*DATA SHOWN*:
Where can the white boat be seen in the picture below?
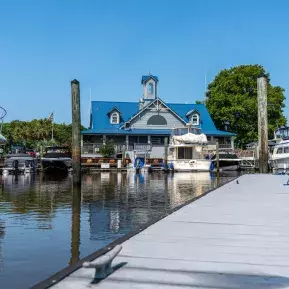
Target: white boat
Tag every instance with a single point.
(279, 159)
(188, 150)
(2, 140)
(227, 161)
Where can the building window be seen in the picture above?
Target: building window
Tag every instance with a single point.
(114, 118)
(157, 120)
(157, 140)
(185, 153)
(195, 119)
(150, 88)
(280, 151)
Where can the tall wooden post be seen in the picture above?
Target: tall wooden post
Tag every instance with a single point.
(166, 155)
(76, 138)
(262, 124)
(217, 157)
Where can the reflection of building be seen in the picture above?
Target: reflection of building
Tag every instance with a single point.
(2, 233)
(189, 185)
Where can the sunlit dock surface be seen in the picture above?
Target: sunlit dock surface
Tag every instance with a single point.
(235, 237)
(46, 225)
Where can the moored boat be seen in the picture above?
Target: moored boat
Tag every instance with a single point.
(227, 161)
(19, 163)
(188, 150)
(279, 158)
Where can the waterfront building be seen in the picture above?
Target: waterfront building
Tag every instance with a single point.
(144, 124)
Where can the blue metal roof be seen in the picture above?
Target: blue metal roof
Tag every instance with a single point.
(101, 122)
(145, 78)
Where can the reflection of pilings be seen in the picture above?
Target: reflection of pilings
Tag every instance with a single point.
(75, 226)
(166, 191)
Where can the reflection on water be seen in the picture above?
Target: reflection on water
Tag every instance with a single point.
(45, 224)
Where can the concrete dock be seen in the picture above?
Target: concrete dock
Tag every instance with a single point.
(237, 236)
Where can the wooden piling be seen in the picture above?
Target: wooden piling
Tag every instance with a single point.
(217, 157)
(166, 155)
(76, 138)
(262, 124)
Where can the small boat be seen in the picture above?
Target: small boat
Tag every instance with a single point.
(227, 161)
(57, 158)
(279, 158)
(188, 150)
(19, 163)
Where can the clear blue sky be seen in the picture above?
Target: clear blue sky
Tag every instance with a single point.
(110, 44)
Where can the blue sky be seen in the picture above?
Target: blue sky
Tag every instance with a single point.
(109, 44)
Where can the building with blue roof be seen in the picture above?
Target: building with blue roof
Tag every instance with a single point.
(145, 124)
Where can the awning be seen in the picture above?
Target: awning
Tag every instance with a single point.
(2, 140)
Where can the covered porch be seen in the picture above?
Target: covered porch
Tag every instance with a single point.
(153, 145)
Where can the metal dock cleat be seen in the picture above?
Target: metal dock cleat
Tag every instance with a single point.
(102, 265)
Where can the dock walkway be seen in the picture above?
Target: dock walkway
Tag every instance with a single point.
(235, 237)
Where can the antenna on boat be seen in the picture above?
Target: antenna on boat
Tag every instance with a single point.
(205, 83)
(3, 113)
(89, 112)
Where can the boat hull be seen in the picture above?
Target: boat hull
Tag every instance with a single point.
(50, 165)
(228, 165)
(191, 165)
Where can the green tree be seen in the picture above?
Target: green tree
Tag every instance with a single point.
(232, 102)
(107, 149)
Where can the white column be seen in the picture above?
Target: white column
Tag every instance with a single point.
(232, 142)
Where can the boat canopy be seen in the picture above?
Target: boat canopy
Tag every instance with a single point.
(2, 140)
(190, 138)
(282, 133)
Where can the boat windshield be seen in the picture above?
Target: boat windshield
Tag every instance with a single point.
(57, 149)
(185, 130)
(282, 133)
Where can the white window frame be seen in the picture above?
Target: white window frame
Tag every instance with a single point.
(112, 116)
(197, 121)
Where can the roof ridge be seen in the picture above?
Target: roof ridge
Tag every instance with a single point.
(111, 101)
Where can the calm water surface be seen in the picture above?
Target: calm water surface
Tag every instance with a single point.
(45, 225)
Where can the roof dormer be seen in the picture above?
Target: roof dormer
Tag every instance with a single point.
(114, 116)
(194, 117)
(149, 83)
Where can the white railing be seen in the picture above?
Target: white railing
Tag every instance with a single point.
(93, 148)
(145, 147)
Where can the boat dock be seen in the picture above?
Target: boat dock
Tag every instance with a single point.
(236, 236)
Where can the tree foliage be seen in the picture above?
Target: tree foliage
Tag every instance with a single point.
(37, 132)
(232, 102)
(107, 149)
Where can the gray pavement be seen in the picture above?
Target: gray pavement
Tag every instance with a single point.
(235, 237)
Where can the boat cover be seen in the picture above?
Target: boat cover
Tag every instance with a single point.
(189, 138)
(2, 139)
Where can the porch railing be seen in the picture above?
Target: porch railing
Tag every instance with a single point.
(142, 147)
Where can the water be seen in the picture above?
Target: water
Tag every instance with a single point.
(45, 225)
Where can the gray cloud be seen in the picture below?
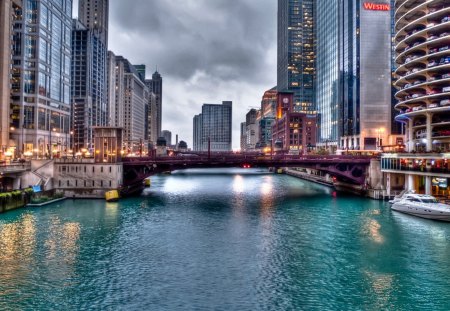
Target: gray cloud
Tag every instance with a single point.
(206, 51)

*WHAT YOU SHOULD DO*: Rewrite every line of the data from the line containing "Where can the gray cloud" through the end of the data, both ends included, with the requests kept and each point coordinate in the answers multiplied by 1.7 and rounded to a whole number, halves rounded up. Leave the picture out of your answer.

*RESULT BELOW*:
Where can the gray cloud be seen in the picture below?
Target: gray cloud
Tag every instance with a single point.
(350, 87)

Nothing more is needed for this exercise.